=== QUOTED PASSAGE ===
Rectifying Latent Space for Generative Single-Image Reflection Removal¶

Conference: CVPR 2026
Paper: CVF Open Access
Code: https://gensirr.research.mingjia.li (Project Page)
Area: Image Restoration / Reflection Removal / Diffusion Models
Keywords: Single-image reflection removal, latent space alignment, equivariant VAE, learnable task embeddings, test-time scaling

TL;DR¶

GenSIRR adapts a large image editing diffusion model (FLUX.1 Kontext) into a single-image reflection remover. The core idea is to enable the latent space of the VAE to "understand" that the reflection image is a linear superposition of the background layer and the reflection layer (reflection-equivariant VAE). This is paired with learnable task embeddings that replace vague language prompts, and a depth-guided early branching scheme to select the optimal sampling trajectory. The method achieves a new state-of-the-art (SOTA) on benchmarks like Real20, SIR2, and Nature, while demonstrating strong generalization on real-world out-of-distribution photos.

Background & Motivation¶

Background: Single-image reflection removal (SIRR) is a highly ill-posed inverse problem. When taking a photo through a transparent surface like glass, the camera sensor records the superposition of the transmission layer \(B\) and the reflection layer \(R\). The classical physical model is written as \(I_{\text{obs}} = (1-\alpha)B + \alpha R\), where the goal is to recover the clean \(B\) from \(I_{\text{obs}}\). From early hand-crafted priors (relative smoothness, sparse gradients, ghosting cues) to CNNs/Transformers, and recently to diffusion methods, the community has continuously leveraged various pretrained models to mitigate this ill-posedness.

Limitations of Prior Work: The authors point out "the elephant in the room"—the superimposed image \(I_{\text{obs}}\) cannot be well-perceived by pretrained models due to semantic ambiguity. Formally, the latent representation \(z_I = E(I_{\text{obs}})\) given by a pretrained encoder \(E\) does not equal the linear combination of its components' embeddings \((1-\alpha)z_B + \alpha z_R\), i.e., \(z_I \neq (1-\alpha)z_B + \alpha z_R\). For image classification-driven pretrained models, this issue is less severe due to the widespread use of Mixup-like augmentations; however, for latent diffusion models (LDMs) trained on image-text pairs, this has never been addressed.
===
▶ _WHAT TO WORK ON_
According to the reflection removal summary, which large image editing diffusion model does GenSIRR adapt into a single-image reflection remover? The lines after this point bear no relation to the reflection removal summary.
=== EXTRACTED ENTRIES ===
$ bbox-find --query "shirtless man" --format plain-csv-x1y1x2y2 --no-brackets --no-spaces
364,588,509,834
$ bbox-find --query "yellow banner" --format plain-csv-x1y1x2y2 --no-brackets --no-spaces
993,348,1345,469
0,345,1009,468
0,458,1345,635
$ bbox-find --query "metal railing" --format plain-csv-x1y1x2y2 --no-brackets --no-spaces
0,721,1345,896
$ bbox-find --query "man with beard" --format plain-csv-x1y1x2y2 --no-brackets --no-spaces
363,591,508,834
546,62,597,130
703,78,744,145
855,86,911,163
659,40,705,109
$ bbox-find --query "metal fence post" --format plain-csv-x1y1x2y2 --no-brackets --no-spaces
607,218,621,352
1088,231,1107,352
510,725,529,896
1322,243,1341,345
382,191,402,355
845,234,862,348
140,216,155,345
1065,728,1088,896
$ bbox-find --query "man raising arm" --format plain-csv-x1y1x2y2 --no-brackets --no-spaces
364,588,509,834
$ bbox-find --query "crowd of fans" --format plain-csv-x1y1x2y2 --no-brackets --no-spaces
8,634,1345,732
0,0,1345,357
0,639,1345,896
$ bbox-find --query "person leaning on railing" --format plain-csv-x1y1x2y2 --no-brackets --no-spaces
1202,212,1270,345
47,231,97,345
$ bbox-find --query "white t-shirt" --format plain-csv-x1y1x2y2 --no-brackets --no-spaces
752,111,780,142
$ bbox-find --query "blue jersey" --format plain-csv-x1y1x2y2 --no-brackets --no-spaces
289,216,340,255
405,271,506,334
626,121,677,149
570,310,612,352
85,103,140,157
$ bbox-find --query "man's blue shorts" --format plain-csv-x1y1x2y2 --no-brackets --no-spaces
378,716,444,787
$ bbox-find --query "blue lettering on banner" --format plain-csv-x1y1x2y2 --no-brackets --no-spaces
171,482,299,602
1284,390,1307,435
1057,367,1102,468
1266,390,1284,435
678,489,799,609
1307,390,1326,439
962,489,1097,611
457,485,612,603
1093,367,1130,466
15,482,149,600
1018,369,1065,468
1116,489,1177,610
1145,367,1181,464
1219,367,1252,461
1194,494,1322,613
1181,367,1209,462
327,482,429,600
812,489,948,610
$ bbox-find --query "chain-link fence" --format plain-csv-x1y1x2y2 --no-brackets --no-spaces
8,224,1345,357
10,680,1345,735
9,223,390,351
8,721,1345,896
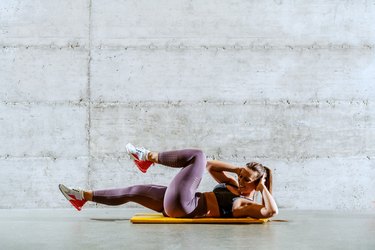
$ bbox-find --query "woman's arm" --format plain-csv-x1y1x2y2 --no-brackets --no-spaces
232,181,279,218
206,161,241,187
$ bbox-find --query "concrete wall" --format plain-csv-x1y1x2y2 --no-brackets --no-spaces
0,0,375,209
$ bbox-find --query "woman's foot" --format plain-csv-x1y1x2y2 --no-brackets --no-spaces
59,184,87,211
126,143,154,173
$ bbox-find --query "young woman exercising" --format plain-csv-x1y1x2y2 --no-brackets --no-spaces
59,143,278,218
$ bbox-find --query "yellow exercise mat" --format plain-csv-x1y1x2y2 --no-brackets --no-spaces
130,213,268,224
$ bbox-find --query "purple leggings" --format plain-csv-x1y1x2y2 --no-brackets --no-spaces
92,149,206,217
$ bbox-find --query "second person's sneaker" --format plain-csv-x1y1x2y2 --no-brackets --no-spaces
59,184,87,211
126,143,154,173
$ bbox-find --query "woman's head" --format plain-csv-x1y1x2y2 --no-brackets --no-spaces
238,162,272,193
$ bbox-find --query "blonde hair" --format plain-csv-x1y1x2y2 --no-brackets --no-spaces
246,162,272,194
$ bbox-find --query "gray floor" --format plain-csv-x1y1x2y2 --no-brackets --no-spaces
0,208,375,250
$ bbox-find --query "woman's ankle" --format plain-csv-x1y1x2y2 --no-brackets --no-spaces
147,152,159,163
83,191,93,201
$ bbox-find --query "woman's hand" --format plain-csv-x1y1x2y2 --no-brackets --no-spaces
255,175,266,192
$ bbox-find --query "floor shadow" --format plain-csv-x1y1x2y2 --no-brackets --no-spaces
90,218,130,222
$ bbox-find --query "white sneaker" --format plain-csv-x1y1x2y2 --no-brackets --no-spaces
59,184,87,211
126,143,150,161
126,143,154,173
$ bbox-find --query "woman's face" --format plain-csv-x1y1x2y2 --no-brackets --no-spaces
238,167,259,195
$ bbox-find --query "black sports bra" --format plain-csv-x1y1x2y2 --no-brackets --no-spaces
===
▶ _ANSWER TO THE PROBLEM_
FLUX.1 Kontext.